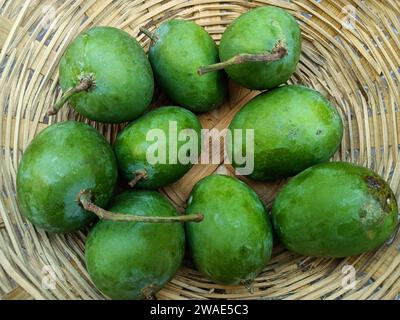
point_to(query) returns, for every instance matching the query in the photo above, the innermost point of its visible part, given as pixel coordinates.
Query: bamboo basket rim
(350, 53)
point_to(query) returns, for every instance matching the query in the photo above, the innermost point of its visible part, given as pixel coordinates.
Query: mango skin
(294, 128)
(62, 160)
(234, 241)
(258, 31)
(335, 210)
(131, 146)
(181, 48)
(133, 260)
(124, 78)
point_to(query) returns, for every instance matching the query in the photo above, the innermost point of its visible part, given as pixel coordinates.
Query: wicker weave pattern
(357, 68)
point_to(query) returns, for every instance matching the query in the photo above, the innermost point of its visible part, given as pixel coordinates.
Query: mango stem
(86, 83)
(149, 34)
(85, 199)
(139, 175)
(276, 54)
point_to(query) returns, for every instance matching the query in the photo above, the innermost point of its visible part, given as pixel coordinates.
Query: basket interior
(350, 54)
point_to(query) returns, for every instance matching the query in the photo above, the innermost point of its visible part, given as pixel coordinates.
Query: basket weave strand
(353, 61)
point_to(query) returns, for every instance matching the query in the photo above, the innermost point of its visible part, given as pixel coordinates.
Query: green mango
(260, 49)
(113, 73)
(177, 51)
(60, 162)
(294, 128)
(335, 210)
(234, 242)
(132, 147)
(134, 260)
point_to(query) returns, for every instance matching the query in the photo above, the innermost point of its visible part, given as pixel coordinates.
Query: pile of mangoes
(69, 172)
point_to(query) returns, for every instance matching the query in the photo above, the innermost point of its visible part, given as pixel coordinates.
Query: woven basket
(350, 53)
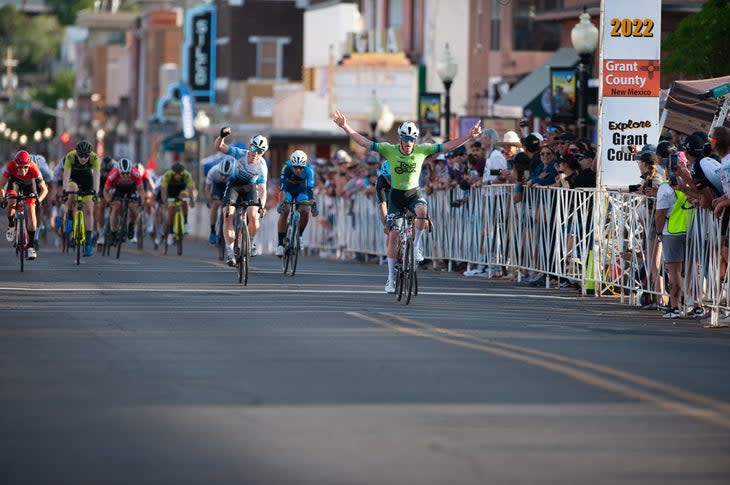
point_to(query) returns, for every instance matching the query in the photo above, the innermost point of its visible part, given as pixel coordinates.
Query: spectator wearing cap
(495, 159)
(457, 164)
(702, 179)
(544, 174)
(476, 157)
(531, 144)
(568, 169)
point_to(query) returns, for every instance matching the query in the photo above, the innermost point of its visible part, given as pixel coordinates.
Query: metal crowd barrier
(600, 239)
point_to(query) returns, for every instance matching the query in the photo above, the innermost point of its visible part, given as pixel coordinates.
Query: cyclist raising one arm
(247, 181)
(406, 160)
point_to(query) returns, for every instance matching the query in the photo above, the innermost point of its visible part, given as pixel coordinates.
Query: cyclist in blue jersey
(406, 160)
(296, 184)
(215, 186)
(247, 181)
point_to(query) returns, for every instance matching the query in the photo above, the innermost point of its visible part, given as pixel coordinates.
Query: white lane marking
(278, 290)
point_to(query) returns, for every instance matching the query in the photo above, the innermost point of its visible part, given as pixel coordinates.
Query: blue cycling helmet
(385, 169)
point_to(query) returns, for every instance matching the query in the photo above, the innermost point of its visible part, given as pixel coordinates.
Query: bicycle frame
(242, 240)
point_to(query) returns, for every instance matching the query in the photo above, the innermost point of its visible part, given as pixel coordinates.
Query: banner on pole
(629, 89)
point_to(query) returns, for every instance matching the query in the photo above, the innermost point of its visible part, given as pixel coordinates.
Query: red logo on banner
(630, 78)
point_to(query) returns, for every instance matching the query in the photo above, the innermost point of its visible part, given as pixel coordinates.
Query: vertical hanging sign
(629, 89)
(199, 51)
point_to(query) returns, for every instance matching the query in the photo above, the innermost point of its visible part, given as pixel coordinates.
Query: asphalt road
(162, 369)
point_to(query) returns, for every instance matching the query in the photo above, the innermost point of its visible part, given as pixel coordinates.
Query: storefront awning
(686, 112)
(533, 91)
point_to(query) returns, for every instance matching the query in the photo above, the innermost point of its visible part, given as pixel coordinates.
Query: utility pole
(9, 79)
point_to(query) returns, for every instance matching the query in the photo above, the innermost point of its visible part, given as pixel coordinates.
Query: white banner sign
(629, 90)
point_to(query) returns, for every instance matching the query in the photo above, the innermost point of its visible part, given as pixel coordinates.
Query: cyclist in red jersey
(25, 178)
(123, 180)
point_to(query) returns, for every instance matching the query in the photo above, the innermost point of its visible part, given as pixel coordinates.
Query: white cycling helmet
(226, 167)
(259, 143)
(298, 158)
(125, 166)
(408, 129)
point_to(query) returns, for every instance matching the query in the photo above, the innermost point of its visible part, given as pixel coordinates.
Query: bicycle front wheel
(20, 242)
(410, 274)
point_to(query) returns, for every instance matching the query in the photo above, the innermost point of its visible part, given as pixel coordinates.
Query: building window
(269, 56)
(495, 22)
(395, 13)
(417, 27)
(531, 35)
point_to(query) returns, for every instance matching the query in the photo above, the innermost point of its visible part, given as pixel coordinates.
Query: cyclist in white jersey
(406, 160)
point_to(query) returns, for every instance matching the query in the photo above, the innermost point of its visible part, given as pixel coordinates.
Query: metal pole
(583, 95)
(447, 87)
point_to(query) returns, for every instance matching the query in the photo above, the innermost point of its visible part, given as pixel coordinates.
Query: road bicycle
(292, 245)
(406, 278)
(22, 241)
(120, 235)
(178, 227)
(242, 240)
(78, 233)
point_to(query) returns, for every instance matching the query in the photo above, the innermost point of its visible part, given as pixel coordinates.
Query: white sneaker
(390, 286)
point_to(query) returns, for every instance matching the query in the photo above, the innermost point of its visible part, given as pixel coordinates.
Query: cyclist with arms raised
(24, 175)
(406, 160)
(215, 187)
(81, 172)
(296, 184)
(247, 181)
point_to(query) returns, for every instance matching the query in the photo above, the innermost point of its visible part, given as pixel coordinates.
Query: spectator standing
(672, 221)
(495, 160)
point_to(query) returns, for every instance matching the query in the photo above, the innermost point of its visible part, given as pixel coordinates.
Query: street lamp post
(584, 37)
(446, 68)
(374, 115)
(201, 122)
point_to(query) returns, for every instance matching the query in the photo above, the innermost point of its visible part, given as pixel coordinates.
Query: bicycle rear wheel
(179, 233)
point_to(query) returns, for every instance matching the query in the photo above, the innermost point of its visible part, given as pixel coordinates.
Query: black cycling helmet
(125, 166)
(84, 149)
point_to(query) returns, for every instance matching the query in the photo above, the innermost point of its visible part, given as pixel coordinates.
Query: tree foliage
(700, 47)
(66, 10)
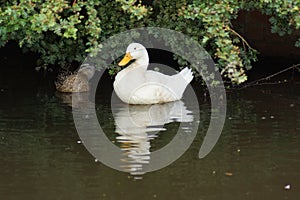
==*==
= PROBLEM REQUIREMENTS =
Count how many lines above contain the string "banner", matching case exactly, and reply with only that number.

= SOLUTION TO THIS PROBLEM =
3